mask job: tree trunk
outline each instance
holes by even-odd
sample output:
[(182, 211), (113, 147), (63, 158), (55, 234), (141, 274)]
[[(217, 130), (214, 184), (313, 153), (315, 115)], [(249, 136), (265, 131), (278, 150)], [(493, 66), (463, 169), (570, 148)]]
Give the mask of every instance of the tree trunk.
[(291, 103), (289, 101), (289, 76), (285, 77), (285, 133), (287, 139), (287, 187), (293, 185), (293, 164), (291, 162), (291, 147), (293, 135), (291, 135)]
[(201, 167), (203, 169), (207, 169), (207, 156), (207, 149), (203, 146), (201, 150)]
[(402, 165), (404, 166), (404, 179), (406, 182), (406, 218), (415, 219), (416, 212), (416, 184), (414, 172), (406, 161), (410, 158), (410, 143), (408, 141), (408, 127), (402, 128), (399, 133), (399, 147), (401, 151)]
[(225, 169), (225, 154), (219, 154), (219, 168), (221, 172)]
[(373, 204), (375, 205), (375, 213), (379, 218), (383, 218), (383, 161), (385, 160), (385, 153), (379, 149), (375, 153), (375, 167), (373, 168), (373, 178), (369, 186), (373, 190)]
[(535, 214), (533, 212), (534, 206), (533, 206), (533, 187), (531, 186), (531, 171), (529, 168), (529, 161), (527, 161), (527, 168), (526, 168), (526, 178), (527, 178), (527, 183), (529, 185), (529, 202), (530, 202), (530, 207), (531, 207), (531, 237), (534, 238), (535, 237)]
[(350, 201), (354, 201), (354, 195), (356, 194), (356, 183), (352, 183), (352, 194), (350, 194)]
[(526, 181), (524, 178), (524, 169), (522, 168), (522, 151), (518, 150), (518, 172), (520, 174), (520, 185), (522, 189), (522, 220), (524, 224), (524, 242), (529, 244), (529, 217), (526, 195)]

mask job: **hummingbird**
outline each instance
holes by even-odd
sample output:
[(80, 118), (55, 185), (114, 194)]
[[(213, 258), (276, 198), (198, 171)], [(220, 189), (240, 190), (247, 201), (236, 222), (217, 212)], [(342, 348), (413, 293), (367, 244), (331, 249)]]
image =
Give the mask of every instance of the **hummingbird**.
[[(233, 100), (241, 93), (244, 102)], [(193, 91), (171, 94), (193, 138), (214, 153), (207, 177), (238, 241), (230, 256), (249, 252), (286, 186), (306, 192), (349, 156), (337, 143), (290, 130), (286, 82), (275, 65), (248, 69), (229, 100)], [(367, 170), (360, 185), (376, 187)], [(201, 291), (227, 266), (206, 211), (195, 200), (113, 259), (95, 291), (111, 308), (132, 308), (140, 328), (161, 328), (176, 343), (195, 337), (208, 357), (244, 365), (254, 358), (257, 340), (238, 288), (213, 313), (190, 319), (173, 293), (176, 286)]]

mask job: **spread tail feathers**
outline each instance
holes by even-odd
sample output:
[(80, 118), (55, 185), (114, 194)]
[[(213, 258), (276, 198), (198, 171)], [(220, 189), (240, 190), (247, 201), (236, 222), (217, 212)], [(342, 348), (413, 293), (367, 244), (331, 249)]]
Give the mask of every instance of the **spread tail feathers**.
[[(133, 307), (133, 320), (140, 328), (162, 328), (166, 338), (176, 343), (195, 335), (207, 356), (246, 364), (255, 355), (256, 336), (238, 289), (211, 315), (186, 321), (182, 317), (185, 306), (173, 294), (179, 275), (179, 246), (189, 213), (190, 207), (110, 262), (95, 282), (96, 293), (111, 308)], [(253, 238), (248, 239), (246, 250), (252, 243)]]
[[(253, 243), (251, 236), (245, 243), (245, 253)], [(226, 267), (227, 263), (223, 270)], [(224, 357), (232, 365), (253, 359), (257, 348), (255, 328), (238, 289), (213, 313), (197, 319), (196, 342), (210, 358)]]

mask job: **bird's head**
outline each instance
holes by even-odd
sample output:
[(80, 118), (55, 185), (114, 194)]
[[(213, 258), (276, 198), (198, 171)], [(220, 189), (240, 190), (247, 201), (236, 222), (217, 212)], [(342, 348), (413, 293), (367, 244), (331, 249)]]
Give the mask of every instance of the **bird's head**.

* [What you will do]:
Please return the entire listing, unchanged.

* [Exercise answer]:
mask job: tree trunk
outline each instance
holes by even-odd
sample output:
[(182, 211), (113, 147), (63, 158), (55, 234), (141, 274)]
[[(217, 130), (214, 184), (313, 153), (315, 115)], [(249, 136), (265, 131), (278, 150)], [(493, 66), (463, 169), (570, 148)]]
Give the mask of every instance of the tree trunk.
[(291, 103), (289, 101), (289, 76), (285, 77), (285, 133), (287, 139), (287, 187), (293, 185), (293, 164), (291, 162), (291, 147), (293, 135), (291, 135)]
[(201, 167), (203, 169), (207, 169), (207, 156), (207, 149), (203, 146), (201, 150)]
[(402, 165), (404, 166), (404, 179), (406, 182), (406, 218), (415, 219), (416, 212), (416, 184), (414, 172), (406, 161), (410, 158), (410, 143), (408, 141), (408, 127), (402, 128), (399, 133), (399, 147), (401, 151)]
[(225, 169), (225, 154), (219, 154), (219, 168), (221, 172)]
[(373, 204), (375, 205), (375, 213), (379, 218), (383, 218), (383, 161), (385, 160), (385, 153), (379, 149), (375, 153), (375, 167), (373, 168), (373, 178), (369, 186), (373, 190)]
[(535, 214), (533, 212), (534, 206), (533, 206), (533, 187), (531, 186), (531, 171), (529, 168), (529, 161), (527, 161), (527, 168), (526, 168), (526, 178), (527, 178), (527, 183), (529, 185), (529, 202), (530, 202), (530, 207), (531, 207), (531, 237), (534, 238), (535, 237)]
[(350, 201), (354, 201), (354, 195), (356, 194), (356, 183), (352, 183), (352, 194), (350, 194)]
[(526, 181), (524, 178), (524, 169), (522, 168), (522, 151), (518, 150), (518, 172), (520, 174), (520, 185), (522, 189), (522, 220), (524, 224), (524, 242), (529, 244), (529, 217), (526, 195)]

mask job: **hummingbird**
outline each instance
holes by even-odd
sample output:
[(80, 118), (55, 185), (114, 194)]
[[(213, 258), (276, 198), (198, 171)], [(220, 189), (240, 190), (247, 201), (236, 222), (217, 212)], [(342, 348), (413, 293), (367, 244), (331, 249)]]
image =
Give the mask of every instance of the **hummingbird**.
[[(233, 100), (241, 93), (244, 102)], [(193, 91), (171, 94), (193, 138), (214, 153), (207, 177), (238, 241), (230, 256), (249, 252), (286, 186), (306, 192), (349, 156), (337, 143), (290, 130), (286, 82), (275, 65), (248, 69), (229, 100)], [(367, 170), (360, 185), (376, 187)], [(201, 291), (227, 266), (206, 211), (195, 200), (113, 259), (95, 291), (111, 308), (132, 308), (140, 328), (161, 328), (176, 343), (195, 337), (208, 357), (244, 365), (254, 358), (257, 340), (238, 288), (213, 313), (190, 319), (173, 293), (176, 286)]]

mask job: **spread tail feathers**
outline each instance
holes by even-odd
sample output:
[(80, 118), (55, 185), (114, 194)]
[[(213, 258), (276, 198), (198, 171)], [(220, 189), (240, 190), (247, 201), (236, 222), (217, 212)], [(342, 348), (413, 293), (367, 244), (331, 249)]]
Give the mask of every instance of the **spread tail feathers**.
[[(133, 307), (133, 320), (140, 328), (162, 328), (166, 338), (176, 343), (195, 335), (207, 356), (246, 364), (255, 355), (256, 336), (238, 289), (211, 315), (186, 321), (182, 317), (185, 306), (173, 294), (179, 275), (179, 246), (189, 213), (190, 207), (110, 262), (95, 282), (96, 293), (111, 308)], [(253, 238), (248, 239), (246, 250), (252, 243)]]
[[(253, 243), (251, 236), (245, 243), (245, 253)], [(226, 267), (227, 263), (223, 270)], [(224, 357), (232, 365), (253, 359), (257, 348), (255, 328), (238, 289), (213, 313), (197, 319), (196, 342), (210, 358)]]

mask job: **bird's head**
outline each instance
holes by even-odd
sample output:
[(80, 118), (55, 185), (114, 194)]
[[(213, 258), (276, 198), (198, 171)], [(220, 189), (240, 190), (247, 201), (236, 222), (217, 212)], [(342, 348), (413, 293), (367, 244), (331, 249)]]
Give the mask of every instance of the **bird's head**.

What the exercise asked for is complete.